(Natural-language object grounding data)
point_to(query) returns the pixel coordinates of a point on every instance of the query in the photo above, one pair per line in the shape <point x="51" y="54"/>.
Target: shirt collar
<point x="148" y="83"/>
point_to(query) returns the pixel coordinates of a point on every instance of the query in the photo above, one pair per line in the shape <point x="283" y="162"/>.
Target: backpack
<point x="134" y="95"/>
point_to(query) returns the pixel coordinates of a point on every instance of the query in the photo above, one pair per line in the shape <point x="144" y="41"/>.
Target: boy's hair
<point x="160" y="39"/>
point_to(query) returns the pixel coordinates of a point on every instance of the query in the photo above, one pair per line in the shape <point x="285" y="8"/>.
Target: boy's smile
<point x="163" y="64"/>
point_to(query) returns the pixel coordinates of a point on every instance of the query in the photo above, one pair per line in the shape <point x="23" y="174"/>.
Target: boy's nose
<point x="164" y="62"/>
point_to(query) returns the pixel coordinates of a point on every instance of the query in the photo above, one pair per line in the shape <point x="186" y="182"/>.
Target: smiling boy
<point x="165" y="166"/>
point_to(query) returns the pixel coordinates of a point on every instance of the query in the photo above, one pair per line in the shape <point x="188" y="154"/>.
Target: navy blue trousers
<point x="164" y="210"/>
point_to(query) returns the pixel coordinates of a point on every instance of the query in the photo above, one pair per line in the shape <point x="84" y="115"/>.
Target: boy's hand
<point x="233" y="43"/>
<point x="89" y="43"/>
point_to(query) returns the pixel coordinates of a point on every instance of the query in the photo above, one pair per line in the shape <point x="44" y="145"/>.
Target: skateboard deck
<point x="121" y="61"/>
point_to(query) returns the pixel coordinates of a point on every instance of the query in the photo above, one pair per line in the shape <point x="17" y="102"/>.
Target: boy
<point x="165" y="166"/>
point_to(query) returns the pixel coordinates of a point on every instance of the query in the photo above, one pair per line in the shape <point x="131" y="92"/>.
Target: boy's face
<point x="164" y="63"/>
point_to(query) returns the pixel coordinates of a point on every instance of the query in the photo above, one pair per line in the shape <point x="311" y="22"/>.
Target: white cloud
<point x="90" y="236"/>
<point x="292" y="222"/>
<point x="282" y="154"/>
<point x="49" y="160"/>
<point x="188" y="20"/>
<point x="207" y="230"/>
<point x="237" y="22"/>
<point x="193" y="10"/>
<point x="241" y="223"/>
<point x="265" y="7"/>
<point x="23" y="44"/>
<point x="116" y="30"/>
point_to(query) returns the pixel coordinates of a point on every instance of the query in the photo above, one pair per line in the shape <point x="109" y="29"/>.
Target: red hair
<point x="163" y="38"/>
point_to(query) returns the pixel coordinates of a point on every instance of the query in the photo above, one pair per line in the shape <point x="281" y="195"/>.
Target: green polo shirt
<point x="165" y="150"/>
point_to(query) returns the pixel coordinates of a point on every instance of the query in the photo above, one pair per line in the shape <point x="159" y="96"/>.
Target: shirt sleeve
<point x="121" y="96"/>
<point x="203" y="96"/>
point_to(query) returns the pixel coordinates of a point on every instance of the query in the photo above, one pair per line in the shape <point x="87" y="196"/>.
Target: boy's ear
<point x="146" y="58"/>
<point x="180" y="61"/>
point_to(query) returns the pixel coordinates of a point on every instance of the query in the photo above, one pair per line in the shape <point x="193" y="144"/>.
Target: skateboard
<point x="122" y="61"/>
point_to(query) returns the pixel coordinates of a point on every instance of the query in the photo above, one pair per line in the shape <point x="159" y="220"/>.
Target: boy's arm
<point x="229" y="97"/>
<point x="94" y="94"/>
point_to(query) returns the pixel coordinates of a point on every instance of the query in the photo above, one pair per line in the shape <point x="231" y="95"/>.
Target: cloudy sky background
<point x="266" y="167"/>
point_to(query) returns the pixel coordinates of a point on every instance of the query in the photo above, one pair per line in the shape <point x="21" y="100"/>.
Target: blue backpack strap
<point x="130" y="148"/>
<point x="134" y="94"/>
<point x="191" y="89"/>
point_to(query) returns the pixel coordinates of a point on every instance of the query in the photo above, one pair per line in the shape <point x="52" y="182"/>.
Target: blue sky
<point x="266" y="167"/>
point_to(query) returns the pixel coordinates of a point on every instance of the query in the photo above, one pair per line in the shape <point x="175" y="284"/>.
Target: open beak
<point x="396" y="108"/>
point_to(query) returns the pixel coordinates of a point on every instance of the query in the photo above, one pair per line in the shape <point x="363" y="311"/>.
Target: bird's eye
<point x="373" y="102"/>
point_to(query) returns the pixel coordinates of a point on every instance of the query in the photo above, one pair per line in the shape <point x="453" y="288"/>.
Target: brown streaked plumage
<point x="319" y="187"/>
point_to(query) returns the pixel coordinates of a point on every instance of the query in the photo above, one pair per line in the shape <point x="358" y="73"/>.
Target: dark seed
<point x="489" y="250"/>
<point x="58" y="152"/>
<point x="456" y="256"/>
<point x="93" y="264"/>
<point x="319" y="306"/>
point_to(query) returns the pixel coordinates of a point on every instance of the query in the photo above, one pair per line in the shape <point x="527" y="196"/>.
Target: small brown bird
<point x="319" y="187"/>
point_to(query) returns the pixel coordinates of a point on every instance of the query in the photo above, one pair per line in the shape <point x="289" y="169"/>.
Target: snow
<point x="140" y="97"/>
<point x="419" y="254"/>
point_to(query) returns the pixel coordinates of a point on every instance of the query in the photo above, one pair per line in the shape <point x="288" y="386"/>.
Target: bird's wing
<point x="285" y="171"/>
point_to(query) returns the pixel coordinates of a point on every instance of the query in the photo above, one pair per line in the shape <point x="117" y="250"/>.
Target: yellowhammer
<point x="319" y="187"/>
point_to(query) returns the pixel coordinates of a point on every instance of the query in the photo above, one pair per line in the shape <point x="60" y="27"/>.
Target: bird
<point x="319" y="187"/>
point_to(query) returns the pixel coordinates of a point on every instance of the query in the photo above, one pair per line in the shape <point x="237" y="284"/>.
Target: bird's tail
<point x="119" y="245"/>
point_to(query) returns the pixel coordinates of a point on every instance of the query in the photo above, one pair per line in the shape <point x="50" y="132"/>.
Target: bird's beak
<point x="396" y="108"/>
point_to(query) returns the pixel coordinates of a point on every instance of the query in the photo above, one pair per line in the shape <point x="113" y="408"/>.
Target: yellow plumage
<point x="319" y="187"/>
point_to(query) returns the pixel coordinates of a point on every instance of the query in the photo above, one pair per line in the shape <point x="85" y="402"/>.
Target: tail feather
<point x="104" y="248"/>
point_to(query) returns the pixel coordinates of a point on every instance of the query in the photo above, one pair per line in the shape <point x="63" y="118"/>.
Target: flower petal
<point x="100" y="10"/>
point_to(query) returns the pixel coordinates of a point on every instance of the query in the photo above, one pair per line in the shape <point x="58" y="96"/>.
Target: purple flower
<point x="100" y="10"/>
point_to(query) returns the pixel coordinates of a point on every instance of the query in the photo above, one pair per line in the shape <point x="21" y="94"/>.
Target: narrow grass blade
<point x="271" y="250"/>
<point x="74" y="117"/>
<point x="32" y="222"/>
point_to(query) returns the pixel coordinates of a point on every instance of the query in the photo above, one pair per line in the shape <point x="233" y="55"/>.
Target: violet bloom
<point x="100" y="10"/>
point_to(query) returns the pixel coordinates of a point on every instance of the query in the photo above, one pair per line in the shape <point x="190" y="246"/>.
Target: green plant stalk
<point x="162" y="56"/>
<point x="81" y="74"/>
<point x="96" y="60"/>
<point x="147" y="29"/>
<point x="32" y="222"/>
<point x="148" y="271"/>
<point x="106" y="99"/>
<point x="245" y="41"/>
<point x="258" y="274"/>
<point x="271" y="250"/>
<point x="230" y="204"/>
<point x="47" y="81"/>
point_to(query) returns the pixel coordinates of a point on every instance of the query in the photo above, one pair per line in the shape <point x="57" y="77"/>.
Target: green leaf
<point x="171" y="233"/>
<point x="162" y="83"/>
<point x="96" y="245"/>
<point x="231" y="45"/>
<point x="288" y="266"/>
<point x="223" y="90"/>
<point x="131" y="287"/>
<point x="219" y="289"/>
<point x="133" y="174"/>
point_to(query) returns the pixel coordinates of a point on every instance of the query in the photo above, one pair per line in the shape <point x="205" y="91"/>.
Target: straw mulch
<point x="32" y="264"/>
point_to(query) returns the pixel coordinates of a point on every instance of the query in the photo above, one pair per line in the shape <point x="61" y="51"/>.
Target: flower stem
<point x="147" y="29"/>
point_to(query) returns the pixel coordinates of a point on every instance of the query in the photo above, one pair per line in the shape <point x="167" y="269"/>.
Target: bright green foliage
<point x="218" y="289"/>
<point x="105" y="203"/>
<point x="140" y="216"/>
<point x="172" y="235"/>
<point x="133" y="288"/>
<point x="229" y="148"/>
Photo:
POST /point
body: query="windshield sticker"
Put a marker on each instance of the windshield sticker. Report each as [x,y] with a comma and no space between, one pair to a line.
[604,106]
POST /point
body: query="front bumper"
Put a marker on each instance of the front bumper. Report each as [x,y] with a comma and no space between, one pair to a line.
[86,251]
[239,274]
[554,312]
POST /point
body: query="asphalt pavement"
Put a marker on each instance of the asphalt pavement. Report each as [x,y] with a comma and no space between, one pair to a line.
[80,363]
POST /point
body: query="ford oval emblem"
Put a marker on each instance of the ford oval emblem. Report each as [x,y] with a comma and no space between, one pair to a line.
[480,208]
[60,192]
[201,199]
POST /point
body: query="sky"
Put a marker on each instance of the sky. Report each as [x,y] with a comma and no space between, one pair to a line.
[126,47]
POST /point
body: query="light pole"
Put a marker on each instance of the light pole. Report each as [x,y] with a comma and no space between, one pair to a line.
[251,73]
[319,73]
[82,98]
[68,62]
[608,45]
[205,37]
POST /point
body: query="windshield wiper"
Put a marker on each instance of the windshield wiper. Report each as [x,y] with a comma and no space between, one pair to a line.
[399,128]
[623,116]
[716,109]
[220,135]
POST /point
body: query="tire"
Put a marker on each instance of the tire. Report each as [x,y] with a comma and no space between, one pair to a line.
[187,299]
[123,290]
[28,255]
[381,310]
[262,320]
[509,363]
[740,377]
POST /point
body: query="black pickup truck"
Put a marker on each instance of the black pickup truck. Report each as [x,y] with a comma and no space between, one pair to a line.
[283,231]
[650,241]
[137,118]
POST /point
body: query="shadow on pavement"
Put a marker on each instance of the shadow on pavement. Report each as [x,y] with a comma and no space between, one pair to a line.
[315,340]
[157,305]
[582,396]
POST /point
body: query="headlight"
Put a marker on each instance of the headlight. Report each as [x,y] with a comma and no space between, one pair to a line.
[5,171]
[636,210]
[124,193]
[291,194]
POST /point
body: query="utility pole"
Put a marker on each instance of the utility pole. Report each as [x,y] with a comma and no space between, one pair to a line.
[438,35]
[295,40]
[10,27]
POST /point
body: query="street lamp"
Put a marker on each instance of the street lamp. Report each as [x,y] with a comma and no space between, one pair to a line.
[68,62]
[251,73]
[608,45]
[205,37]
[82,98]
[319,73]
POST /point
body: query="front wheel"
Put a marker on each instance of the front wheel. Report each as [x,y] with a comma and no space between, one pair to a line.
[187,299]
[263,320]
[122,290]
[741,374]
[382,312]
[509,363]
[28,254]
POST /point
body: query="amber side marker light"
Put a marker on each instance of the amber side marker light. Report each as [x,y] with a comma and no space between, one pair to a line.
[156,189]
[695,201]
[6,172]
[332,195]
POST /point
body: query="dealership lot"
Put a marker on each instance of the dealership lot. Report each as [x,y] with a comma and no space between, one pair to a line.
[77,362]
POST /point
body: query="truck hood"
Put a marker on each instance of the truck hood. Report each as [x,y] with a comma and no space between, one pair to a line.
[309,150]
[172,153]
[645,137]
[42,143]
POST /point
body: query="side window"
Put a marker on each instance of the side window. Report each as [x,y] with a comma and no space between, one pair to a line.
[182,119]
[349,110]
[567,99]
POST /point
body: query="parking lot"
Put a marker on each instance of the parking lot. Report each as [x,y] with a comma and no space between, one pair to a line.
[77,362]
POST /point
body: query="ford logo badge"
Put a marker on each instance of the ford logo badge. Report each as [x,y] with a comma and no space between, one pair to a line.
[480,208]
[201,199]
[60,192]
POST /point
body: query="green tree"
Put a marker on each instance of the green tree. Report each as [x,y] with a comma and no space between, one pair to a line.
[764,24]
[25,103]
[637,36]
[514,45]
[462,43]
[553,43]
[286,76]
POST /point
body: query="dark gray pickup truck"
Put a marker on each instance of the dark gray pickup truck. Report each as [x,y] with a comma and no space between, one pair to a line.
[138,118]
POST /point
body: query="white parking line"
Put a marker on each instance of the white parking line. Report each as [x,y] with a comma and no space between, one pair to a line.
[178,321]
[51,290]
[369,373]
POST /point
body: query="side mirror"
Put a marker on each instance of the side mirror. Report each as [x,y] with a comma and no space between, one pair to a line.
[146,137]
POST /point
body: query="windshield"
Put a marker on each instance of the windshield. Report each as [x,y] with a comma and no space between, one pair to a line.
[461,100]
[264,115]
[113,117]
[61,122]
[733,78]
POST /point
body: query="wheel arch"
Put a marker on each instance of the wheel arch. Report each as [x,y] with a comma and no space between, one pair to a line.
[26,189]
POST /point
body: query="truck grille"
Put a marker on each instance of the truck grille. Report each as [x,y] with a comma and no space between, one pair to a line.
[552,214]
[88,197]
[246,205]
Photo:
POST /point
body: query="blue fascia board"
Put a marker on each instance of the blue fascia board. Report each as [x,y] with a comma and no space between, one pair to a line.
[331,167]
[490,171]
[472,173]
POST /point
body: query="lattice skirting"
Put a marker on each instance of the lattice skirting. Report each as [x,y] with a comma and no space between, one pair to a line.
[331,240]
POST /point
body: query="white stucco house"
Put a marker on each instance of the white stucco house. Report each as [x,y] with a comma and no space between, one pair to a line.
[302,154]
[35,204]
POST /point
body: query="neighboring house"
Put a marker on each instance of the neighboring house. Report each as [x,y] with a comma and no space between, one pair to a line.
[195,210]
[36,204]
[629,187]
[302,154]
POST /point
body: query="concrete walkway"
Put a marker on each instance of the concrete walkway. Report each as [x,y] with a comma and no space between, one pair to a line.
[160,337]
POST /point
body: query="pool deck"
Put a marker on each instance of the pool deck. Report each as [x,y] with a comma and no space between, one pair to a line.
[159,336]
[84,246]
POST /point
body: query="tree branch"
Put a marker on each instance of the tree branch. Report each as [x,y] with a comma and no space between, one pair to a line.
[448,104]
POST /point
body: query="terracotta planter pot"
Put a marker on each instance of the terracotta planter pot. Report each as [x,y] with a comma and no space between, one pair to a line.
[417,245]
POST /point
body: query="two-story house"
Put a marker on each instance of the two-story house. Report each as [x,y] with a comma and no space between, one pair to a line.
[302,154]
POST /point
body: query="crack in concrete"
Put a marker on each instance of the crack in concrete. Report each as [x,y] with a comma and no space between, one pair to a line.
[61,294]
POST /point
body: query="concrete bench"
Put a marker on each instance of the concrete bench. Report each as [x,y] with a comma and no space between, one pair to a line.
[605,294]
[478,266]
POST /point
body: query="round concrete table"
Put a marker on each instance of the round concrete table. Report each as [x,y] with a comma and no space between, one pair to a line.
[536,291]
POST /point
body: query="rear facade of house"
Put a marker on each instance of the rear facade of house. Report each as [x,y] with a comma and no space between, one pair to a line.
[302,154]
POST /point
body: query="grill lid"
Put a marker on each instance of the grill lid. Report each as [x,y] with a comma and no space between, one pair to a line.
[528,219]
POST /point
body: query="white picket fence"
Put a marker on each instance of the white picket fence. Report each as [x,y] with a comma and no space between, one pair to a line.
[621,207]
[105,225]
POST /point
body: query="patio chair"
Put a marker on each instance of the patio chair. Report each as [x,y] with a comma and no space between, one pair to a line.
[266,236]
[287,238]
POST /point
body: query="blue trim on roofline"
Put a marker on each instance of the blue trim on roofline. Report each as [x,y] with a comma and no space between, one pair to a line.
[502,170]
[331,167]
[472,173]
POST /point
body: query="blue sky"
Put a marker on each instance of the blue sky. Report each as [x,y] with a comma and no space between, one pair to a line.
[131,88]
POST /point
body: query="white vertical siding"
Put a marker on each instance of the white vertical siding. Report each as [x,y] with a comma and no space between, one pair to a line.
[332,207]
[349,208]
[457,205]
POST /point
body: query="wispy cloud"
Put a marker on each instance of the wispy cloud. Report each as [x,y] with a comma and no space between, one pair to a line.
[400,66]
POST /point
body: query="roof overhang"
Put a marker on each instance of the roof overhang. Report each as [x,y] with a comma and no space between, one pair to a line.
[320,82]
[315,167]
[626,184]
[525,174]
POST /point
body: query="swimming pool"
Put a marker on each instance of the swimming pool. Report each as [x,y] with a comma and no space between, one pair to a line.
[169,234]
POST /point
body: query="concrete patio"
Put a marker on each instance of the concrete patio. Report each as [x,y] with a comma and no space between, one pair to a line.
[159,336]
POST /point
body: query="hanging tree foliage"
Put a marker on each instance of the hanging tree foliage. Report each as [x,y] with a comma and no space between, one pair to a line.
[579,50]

Exercise aim:
What you give back should be exactly the lines of the entries above from the one containing "Put a marker on each instance of the blue trim" to the end, and nothing more.

Solution to the exercise:
Put a marker on each instance of the blue trim on roofline. Report each as [x,y] with a comma and no space between, one pair to a line.
[502,170]
[331,167]
[472,173]
POST /point
body: query="blue sky"
Put a marker on each instance of the blue sky. Report each as [x,y] with a comma and no space between, one pair to a line.
[131,88]
POST /point
body: query="white vertical siding"
Put a marker on each instance of the white vertical siding. Report each as [x,y] with a comma and no space between, one pair to a line.
[332,207]
[349,208]
[457,205]
POST /point
body: query="wispy cloud"
Put a marker on each instance of the wispy cloud. Report each as [x,y] with a comma and no space between, one pair to a line.
[400,66]
POST /point
body: query="roof overhang"
Put a marker on each instance of the roof overhang. Report each as [x,y] with a comma and no space between, one pair to a line.
[320,82]
[315,167]
[626,184]
[525,174]
POST /point
body: query="swimming pool"
Put a marker on each instance of the swimming pool. Report each as [x,y] with a comma and no space between, one pair to a line.
[169,234]
POST /point
body: query="concrete patio"
Put a marker on each instance of the concrete patio. Report each as [x,y] with a comma and no space between, one pair to a line.
[159,336]
POST /point
body: query="hanging tree foliage"
Put a marker on each instance of the hanging tree foliage. Report each as [x,y] with a comma and no space between, one pair to a line.
[579,50]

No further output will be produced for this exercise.